__WORK REQUEST__
Could you carry on the article below about Family Court approval for transgender hormone treatment, picking up after its last sentence?

__TEXT__
== == ==

Published: 31 August 2016
Author: Danae Lekakis
Legal reform on transgender hormone treatment overdue?
It can be a difficult, costly and drawn-out legal process for many transgender young people trying to access some of the medical treatments they need to become, simply, themselves.
Stage 2 hormone treatment – the use of estrogen or testosterone – is classed as one of the special medical procedures that requires Family Court approval before it can be used as a treatment for transgender young people ready to transition.
Australia is the only country in the world that requires Court approval for this treatment for transgender young people.
The role of the Family Court
The role of the Family Court is to consider whether the child has the competency to consent to the treatment. If the child is held not competent to consent, then the Court will decide whether the procedure is in the child’s best interests.
Written evidence of psychiatrists, medical experts, the child’s parents and sometimes the child is relied upon and considered by the Court to reach a decision.
Gathering the evidence and waiting for a court date can be a long and expensive process, often taking months for a hearing and costing families thousands of dollars.
Time for reform?
Victorian teenager Georgie Stone bravely shared her experience of this process recently with ABC’s Australian Story. For Georgie, the time delays of the court process had a significant impact on herself and her family.
Georgie is now lobbying for change to ensure other transgender young people don’t have to go through the difficult and legalistic process she did, at such a critical time in their lives at the precipice of puberty.

== == ==

__MATERIAL SUPPLIED__
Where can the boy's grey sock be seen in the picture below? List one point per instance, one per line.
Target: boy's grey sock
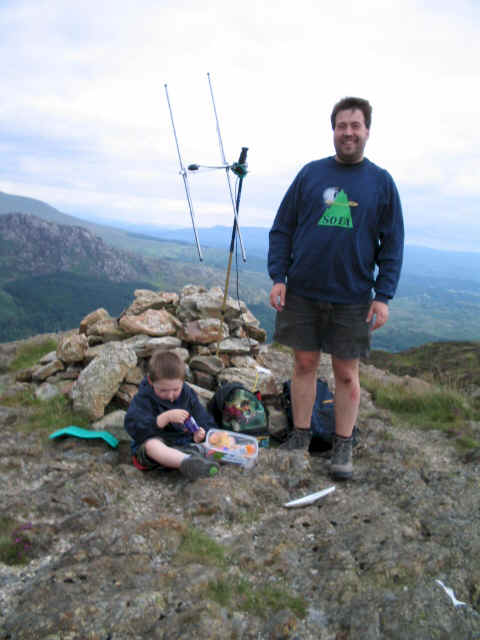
(194, 467)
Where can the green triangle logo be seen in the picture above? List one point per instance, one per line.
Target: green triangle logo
(338, 214)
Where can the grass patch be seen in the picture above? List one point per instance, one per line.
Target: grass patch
(15, 543)
(444, 410)
(46, 415)
(30, 353)
(260, 600)
(235, 592)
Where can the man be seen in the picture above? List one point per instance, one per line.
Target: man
(339, 220)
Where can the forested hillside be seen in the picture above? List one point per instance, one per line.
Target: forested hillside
(438, 298)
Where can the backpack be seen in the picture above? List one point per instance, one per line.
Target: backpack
(323, 417)
(235, 408)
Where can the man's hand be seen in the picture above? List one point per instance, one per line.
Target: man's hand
(277, 296)
(380, 311)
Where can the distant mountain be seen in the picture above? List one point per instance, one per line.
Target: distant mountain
(32, 246)
(52, 275)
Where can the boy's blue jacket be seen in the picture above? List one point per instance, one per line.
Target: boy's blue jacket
(141, 416)
(336, 223)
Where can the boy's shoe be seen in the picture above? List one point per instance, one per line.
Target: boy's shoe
(341, 467)
(195, 467)
(297, 439)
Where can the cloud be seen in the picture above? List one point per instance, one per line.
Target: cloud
(85, 119)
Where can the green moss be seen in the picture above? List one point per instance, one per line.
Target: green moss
(443, 410)
(15, 542)
(46, 415)
(197, 546)
(258, 599)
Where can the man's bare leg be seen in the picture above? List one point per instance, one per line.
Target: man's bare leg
(347, 395)
(304, 387)
(347, 402)
(303, 391)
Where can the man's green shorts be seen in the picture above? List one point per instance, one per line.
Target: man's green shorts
(341, 330)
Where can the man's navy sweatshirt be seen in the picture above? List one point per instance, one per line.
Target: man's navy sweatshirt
(336, 223)
(141, 417)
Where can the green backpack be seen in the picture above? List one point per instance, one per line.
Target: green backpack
(235, 408)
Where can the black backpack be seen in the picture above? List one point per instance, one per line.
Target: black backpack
(235, 408)
(323, 417)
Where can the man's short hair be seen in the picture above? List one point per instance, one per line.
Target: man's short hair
(353, 103)
(166, 365)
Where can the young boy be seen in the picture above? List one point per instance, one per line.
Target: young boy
(156, 416)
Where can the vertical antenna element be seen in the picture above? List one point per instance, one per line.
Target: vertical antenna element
(224, 160)
(183, 173)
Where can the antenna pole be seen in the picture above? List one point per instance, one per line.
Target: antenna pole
(183, 173)
(224, 161)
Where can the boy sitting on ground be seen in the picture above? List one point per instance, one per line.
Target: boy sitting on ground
(155, 420)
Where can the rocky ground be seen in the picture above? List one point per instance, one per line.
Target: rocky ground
(115, 553)
(118, 553)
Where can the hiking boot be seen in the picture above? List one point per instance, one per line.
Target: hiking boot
(341, 467)
(195, 467)
(297, 439)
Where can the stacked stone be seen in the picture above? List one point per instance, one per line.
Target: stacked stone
(106, 359)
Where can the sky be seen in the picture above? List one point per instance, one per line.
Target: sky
(85, 125)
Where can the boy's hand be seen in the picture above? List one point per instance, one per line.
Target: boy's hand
(174, 415)
(199, 435)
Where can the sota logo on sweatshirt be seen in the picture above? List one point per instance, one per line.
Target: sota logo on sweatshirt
(338, 212)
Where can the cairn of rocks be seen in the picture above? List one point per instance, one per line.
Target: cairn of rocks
(100, 365)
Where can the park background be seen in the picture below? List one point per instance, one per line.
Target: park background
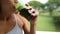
(49, 13)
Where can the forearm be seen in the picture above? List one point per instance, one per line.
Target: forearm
(32, 28)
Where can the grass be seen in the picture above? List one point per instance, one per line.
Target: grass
(44, 23)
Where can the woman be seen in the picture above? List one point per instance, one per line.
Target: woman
(11, 23)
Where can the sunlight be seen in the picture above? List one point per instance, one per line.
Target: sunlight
(26, 1)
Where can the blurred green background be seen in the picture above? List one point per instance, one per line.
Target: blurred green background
(49, 14)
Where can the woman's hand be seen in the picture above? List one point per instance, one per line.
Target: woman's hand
(33, 12)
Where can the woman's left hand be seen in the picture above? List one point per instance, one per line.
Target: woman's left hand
(33, 12)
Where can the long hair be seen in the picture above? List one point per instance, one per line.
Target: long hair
(0, 10)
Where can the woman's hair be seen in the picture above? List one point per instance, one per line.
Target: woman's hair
(5, 6)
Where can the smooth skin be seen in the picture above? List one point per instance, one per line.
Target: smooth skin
(7, 22)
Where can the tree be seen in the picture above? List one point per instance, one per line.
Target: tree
(37, 5)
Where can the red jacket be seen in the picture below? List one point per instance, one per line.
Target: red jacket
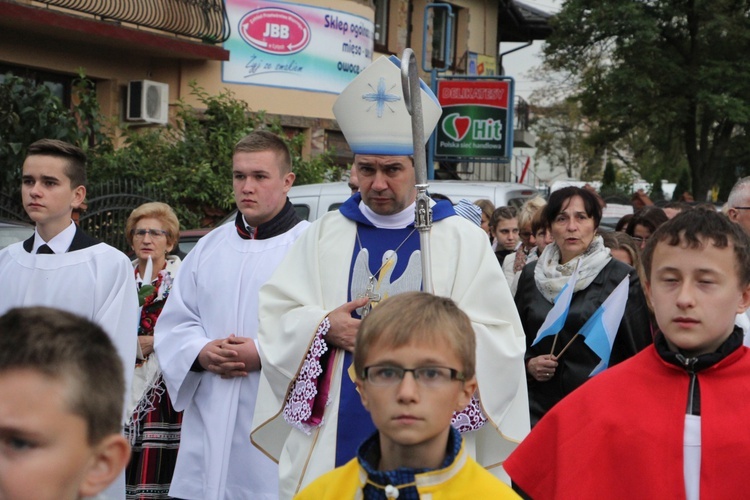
(621, 434)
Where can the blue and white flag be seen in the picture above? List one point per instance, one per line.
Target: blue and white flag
(556, 316)
(601, 328)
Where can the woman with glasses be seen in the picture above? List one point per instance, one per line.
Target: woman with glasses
(152, 231)
(563, 360)
(514, 262)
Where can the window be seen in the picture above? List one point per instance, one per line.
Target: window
(440, 40)
(381, 25)
(60, 85)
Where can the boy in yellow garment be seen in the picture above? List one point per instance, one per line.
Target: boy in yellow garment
(414, 363)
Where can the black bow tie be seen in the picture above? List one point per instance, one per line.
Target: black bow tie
(45, 249)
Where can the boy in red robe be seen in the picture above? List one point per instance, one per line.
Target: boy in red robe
(671, 422)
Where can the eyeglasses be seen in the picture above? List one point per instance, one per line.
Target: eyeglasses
(425, 376)
(154, 233)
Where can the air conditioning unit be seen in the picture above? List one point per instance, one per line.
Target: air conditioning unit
(148, 102)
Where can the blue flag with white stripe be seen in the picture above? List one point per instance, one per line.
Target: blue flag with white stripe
(556, 316)
(601, 328)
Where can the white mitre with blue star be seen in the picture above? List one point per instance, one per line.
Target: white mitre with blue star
(372, 114)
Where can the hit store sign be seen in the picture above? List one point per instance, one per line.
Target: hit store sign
(475, 118)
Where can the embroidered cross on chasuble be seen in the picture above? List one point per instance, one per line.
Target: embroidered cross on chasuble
(385, 262)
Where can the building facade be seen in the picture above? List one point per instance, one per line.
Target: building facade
(167, 44)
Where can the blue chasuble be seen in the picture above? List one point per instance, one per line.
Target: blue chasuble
(399, 273)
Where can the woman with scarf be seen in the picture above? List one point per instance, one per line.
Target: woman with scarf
(572, 215)
(152, 231)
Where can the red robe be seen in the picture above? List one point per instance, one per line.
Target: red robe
(621, 434)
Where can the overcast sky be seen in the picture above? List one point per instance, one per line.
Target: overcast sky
(519, 63)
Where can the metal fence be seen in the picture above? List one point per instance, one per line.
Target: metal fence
(108, 206)
(205, 20)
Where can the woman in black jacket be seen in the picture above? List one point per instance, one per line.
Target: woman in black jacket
(573, 215)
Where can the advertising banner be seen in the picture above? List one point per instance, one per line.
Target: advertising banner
(295, 46)
(481, 65)
(476, 119)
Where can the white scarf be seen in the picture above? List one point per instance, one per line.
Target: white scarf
(550, 276)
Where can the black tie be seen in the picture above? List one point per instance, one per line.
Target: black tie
(44, 249)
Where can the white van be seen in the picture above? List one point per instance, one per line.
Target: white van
(311, 201)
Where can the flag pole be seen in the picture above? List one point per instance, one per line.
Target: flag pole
(423, 211)
(566, 346)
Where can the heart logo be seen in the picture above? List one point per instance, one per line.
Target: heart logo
(456, 126)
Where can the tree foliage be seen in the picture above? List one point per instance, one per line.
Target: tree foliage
(561, 132)
(671, 73)
(30, 111)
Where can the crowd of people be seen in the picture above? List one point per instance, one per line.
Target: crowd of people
(281, 359)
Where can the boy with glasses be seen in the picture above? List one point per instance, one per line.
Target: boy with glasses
(414, 362)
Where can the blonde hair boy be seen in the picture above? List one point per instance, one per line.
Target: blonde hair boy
(414, 361)
(61, 386)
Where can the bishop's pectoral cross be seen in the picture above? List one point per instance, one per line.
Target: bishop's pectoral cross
(370, 294)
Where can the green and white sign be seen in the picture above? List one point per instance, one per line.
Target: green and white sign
(476, 119)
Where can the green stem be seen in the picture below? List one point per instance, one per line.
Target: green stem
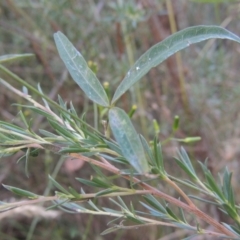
(53, 103)
(130, 54)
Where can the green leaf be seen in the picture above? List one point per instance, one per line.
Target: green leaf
(172, 44)
(80, 71)
(13, 57)
(58, 186)
(128, 139)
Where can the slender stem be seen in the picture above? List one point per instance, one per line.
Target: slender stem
(178, 58)
(158, 193)
(179, 190)
(53, 103)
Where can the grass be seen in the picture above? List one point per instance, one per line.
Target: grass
(27, 28)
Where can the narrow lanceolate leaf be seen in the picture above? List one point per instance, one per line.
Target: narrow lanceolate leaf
(80, 71)
(13, 57)
(128, 139)
(161, 51)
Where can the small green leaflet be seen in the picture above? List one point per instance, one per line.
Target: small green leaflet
(128, 139)
(172, 44)
(80, 71)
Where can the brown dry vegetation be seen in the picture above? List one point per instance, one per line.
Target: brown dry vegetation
(201, 85)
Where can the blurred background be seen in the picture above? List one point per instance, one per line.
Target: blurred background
(200, 85)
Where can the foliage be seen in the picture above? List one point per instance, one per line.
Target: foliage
(130, 156)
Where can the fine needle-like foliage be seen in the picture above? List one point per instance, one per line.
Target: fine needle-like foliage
(119, 150)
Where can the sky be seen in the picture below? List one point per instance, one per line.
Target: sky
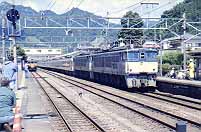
(112, 8)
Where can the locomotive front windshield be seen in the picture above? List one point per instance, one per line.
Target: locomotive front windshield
(151, 56)
(133, 56)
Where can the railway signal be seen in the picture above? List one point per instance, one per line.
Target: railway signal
(13, 15)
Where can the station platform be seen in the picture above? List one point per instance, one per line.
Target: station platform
(189, 88)
(194, 83)
(31, 113)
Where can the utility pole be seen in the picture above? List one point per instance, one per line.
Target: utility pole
(3, 37)
(161, 56)
(183, 40)
(13, 15)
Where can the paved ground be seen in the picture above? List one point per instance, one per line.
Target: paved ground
(33, 110)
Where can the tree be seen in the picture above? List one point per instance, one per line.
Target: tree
(131, 19)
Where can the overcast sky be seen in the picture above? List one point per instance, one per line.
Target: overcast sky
(116, 8)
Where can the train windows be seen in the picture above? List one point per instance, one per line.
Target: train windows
(142, 55)
(133, 56)
(151, 55)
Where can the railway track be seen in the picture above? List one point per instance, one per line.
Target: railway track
(179, 98)
(166, 118)
(192, 105)
(73, 117)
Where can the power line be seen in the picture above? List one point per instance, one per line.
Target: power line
(166, 4)
(68, 7)
(80, 3)
(120, 10)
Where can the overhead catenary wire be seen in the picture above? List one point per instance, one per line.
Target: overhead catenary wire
(69, 5)
(123, 9)
(160, 7)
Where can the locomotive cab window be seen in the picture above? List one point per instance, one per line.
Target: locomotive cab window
(133, 56)
(142, 55)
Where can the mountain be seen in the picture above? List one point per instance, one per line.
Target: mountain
(192, 8)
(61, 18)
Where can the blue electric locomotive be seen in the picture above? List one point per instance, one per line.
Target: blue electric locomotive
(133, 68)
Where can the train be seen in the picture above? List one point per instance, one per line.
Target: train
(128, 68)
(32, 65)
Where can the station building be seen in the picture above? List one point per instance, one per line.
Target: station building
(42, 53)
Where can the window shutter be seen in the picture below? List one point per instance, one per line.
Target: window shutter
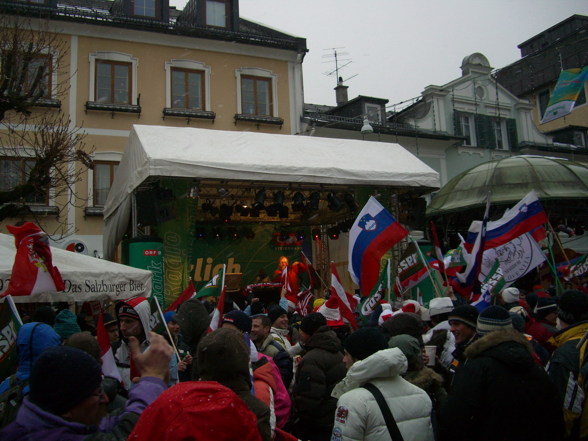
(511, 131)
(485, 131)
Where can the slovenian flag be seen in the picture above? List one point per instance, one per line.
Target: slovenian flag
(33, 271)
(373, 233)
(524, 217)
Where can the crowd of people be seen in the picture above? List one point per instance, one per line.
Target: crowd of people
(515, 371)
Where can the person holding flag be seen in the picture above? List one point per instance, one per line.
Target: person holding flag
(134, 317)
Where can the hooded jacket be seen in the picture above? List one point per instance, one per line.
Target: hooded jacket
(320, 369)
(500, 393)
(33, 338)
(358, 416)
(33, 423)
(223, 356)
(563, 370)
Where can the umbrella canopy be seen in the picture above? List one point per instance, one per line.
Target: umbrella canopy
(509, 180)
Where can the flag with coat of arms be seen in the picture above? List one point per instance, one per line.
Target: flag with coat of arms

== == ==

__SOLVED EXERCISE__
Chief Justice of the Family Court, Diana Bryant, agrees that it can be a difficult and stressful process, and says we need to rethink how courts handle cases involving transgender teens to find a simpler and more consistent method for dealing with such matters.
Where all parties consent to the treatment and medical professionals agree, perhaps the Court’s role should not impact so onerously on the child.
It is clear that concerns relating to the consequences for the treatment decisions for a young person with gender dysphoria, particularly the irreversibility or partial irreversibility of Stage 2 hormone treatment need to be met.
However, such concerns must be appropriately weighed against the serious consequences of denying a young person access to treatment, and the costs of imposing a requirement to seek court authorisation.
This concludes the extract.